> _DIRECTIONS FOR THIS TASK_:
Could you turn every entry below into a Markdown table with two columns, "Row" holding a running number and "Line" holding the line itself, and leave out any blank lines?

> _TASK MATERIAL_:
━━━━━━━━━━━━━━━━

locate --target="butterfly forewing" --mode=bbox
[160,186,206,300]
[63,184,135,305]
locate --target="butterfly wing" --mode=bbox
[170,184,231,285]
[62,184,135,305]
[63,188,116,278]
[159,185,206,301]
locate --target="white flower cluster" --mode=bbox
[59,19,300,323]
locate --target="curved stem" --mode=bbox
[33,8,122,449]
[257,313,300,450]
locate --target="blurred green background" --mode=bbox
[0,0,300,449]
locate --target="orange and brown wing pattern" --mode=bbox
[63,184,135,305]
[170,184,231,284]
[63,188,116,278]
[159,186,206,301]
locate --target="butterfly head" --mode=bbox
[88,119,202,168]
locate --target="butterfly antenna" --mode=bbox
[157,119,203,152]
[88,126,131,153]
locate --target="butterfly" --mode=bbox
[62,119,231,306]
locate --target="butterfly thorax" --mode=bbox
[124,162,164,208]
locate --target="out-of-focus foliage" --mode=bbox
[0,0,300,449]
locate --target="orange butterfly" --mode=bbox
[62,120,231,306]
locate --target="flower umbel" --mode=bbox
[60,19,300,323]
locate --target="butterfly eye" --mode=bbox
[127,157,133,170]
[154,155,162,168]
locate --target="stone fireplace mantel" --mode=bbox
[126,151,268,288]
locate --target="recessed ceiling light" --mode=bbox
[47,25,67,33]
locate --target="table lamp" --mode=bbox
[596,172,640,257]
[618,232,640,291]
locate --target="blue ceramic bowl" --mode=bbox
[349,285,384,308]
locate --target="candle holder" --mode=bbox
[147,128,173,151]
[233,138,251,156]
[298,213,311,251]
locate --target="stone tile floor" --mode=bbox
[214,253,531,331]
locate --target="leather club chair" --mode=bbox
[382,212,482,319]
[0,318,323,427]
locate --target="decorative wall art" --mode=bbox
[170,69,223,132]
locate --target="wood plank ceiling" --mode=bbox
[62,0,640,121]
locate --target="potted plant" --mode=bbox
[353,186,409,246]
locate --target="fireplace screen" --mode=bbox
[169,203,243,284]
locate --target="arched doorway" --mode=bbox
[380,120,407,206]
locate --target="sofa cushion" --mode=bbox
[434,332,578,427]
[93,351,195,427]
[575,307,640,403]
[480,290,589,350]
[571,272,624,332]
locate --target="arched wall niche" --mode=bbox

━━━━━━━━━━━━━━━━

> _EXERCISE RESULT_:
| Row | Line |
|---|---|
| 1 | locate --target="butterfly forewing" --mode=bbox |
| 2 | [160,186,206,300] |
| 3 | [63,184,135,305] |
| 4 | locate --target="butterfly wing" --mode=bbox |
| 5 | [170,184,231,285] |
| 6 | [62,184,135,305] |
| 7 | [63,188,116,278] |
| 8 | [159,185,206,301] |
| 9 | locate --target="white flower cluster" --mode=bbox |
| 10 | [59,19,300,323] |
| 11 | locate --target="curved stem" --mode=bbox |
| 12 | [33,8,122,449] |
| 13 | [257,313,300,450] |
| 14 | locate --target="blurred green background" --mode=bbox |
| 15 | [0,0,300,449] |
| 16 | locate --target="orange and brown wing pattern" --mode=bbox |
| 17 | [63,184,135,305] |
| 18 | [170,184,231,284] |
| 19 | [63,188,116,278] |
| 20 | [159,186,206,301] |
| 21 | locate --target="butterfly head" --mode=bbox |
| 22 | [88,119,202,168] |
| 23 | locate --target="butterfly antenna" --mode=bbox |
| 24 | [157,119,203,152] |
| 25 | [88,126,131,153] |
| 26 | locate --target="butterfly" --mode=bbox |
| 27 | [62,119,231,306] |
| 28 | locate --target="butterfly thorax" --mode=bbox |
| 29 | [124,162,164,208] |
| 30 | locate --target="out-of-focus foliage" --mode=bbox |
| 31 | [0,0,300,449] |
| 32 | locate --target="orange butterfly" --mode=bbox |
| 33 | [62,120,231,306] |
| 34 | locate --target="flower umbel" --mode=bbox |
| 35 | [60,19,300,323] |
| 36 | locate --target="butterfly eye" --mode=bbox |
| 37 | [127,157,133,170] |
| 38 | [154,155,162,168] |
| 39 | locate --target="stone fireplace mantel" --mode=bbox |
| 40 | [126,151,268,288] |
| 41 | locate --target="recessed ceiling light" --mode=bbox |
| 42 | [47,25,67,33] |
| 43 | locate --target="table lamp" --mode=bbox |
| 44 | [596,172,640,257] |
| 45 | [618,232,640,291] |
| 46 | locate --target="blue ceramic bowl" --mode=bbox |
| 47 | [349,285,384,308] |
| 48 | locate --target="candle holder" --mode=bbox |
| 49 | [147,128,173,151] |
| 50 | [233,138,251,156] |
| 51 | [298,213,311,251] |
| 52 | locate --target="stone tile floor" --mode=bbox |
| 53 | [214,253,531,331] |
| 54 | locate --target="leather club chair" --mode=bbox |
| 55 | [382,212,482,319] |
| 56 | [0,318,323,427] |
| 57 | locate --target="decorative wall art" --mode=bbox |
| 58 | [170,69,223,132] |
| 59 | locate --target="wood plank ceiling" --mode=bbox |
| 60 | [62,0,640,121] |
| 61 | locate --target="potted plant" --mode=bbox |
| 62 | [353,186,409,246] |
| 63 | locate --target="fireplace screen" --mode=bbox |
| 64 | [169,203,243,284] |
| 65 | locate --target="arched doorway" --mode=bbox |
| 66 | [380,120,407,206] |
| 67 | locate --target="sofa cushion" --mode=bbox |
| 68 | [434,332,578,427] |
| 69 | [93,351,195,427] |
| 70 | [575,307,640,403] |
| 71 | [480,290,589,350] |
| 72 | [571,272,624,332] |
| 73 | locate --target="arched wall niche" --mode=bbox |